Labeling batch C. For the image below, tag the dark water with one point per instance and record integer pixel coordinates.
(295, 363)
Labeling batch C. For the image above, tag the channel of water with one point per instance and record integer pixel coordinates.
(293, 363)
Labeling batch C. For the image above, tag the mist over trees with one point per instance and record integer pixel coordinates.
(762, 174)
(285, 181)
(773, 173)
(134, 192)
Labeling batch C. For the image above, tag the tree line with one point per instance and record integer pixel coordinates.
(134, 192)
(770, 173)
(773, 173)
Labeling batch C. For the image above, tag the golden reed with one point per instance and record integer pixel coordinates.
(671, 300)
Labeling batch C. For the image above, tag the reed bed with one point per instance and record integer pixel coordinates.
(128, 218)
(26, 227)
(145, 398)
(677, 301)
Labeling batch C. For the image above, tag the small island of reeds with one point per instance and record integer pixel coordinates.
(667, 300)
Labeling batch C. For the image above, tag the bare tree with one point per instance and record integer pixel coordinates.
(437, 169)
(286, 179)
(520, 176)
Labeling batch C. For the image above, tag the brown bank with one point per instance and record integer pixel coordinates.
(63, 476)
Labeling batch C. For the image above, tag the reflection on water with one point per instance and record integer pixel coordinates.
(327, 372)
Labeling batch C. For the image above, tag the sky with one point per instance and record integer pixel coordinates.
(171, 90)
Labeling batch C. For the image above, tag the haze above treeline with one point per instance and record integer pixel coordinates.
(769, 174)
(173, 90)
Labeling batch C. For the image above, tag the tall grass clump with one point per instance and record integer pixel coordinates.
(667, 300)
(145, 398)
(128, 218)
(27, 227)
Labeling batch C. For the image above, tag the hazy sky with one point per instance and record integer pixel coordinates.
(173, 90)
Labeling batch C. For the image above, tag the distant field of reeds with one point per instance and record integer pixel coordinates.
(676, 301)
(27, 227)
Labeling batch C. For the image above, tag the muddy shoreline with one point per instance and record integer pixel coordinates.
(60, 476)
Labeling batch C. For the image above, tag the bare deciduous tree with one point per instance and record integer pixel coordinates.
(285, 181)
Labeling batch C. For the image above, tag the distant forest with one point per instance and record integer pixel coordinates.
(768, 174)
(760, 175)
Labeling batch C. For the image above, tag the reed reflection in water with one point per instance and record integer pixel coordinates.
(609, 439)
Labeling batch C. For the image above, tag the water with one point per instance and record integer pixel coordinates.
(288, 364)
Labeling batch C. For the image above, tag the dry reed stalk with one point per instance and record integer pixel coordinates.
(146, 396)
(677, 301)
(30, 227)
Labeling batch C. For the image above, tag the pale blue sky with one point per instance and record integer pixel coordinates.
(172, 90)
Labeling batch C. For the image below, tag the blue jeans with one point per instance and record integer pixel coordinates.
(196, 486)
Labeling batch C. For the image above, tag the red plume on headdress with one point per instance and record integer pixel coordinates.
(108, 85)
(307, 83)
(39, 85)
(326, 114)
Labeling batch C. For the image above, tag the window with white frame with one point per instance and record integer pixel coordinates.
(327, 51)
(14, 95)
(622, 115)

........

▶ **WORK TO COMPLETE**: Using the listing above, please repeat every entry exactly.

▶ **SOLUTION FOR THIS EXERCISE**:
Labeling batch C. For the image below, tag the dark water with one point per instance and record integer pixel coordinates.
(295, 363)
Labeling batch C. For the image above, tag the channel of water with one point per instance and record integer pixel coordinates.
(293, 363)
Labeling batch C. For the image above, tag the mist over trees with one point per instance and record integer pixel coordinates.
(762, 174)
(285, 181)
(773, 173)
(134, 192)
Labeling batch C. For the image above, tag the tree line with one point per instance and record integer pixel coordinates.
(134, 192)
(770, 173)
(773, 173)
Labeling batch C. For the image above, tag the golden reed with one point per instance and record integer pixel coordinates.
(671, 300)
Labeling batch C. For the image above, tag the reed bed with one point per instance and record integer pixel coordinates.
(128, 218)
(26, 227)
(145, 398)
(677, 301)
Labeling batch C. For the image above, tag the small island of reeds with one point per instance and record integer pixel coordinates.
(667, 300)
Labeling batch C. For the image above, tag the bare tree with one point per instance and record integer pixel coordinates.
(437, 169)
(286, 179)
(520, 176)
Labeling batch C. For the image above, tag the brown bank with one point per instance and record integer pixel coordinates.
(63, 476)
Labeling batch C. For the image above, tag the reflection on water with one point per instance and record integer pixel coordinates.
(327, 372)
Labeling batch C. For the image above, tag the sky with one point per instance and record integer pixel coordinates.
(171, 90)
Labeling batch C. For the image above, tag the haze above treeline with one point per instance and record integer pixel coordinates.
(769, 174)
(173, 90)
Labeling batch C. For the image above, tag the tall grass clump with one point per instance and record integer pixel coordinates.
(667, 300)
(145, 398)
(128, 218)
(27, 227)
Labeling batch C. For the image above, tag the hazy sky with one point per instance and record integer pixel coordinates.
(173, 90)
Labeling batch C. For the image above, tag the distant field of reeds with one point per instance and record integer pixel coordinates.
(676, 301)
(27, 227)
Labeling batch C. For the image above, tag the muddy shoreline with one point per instance and record integer pixel coordinates.
(60, 476)
Labeling batch C. For the image above, tag the bare deciduous tree with one point per instance and record integer pixel coordinates.
(285, 181)
Labeling batch C. For the image above, tag the distant forest with one point per instance and record integer pixel coordinates.
(768, 174)
(760, 175)
Labeling batch C. For the image above, tag the reed reflection in water with one point per instance and record integer pixel coordinates.
(609, 439)
Labeling batch C. For the image above, tag the water with one point per instance and record integer pixel coordinates.
(288, 364)
Labeling batch C. For the image above, tag the dry reed stalk with one point per instance and record integer pixel coordinates.
(146, 396)
(677, 301)
(30, 227)
Labeling batch C. For the image above, tag the pale blue sky with one point per instance and record integer pixel coordinates.
(172, 90)
Labeling batch C. For the image below, tag the blue jeans with one point per instance and record integer pixel coordinates.
(196, 486)
Labeling batch C. For the image above, tag the red plume on headdress with one point per instance and record integer pixel coordinates.
(108, 85)
(307, 83)
(39, 85)
(326, 114)
Labeling batch C. For the image above, tag the window with white frame with one point per instance and record integer pixel coordinates.
(327, 51)
(14, 95)
(622, 115)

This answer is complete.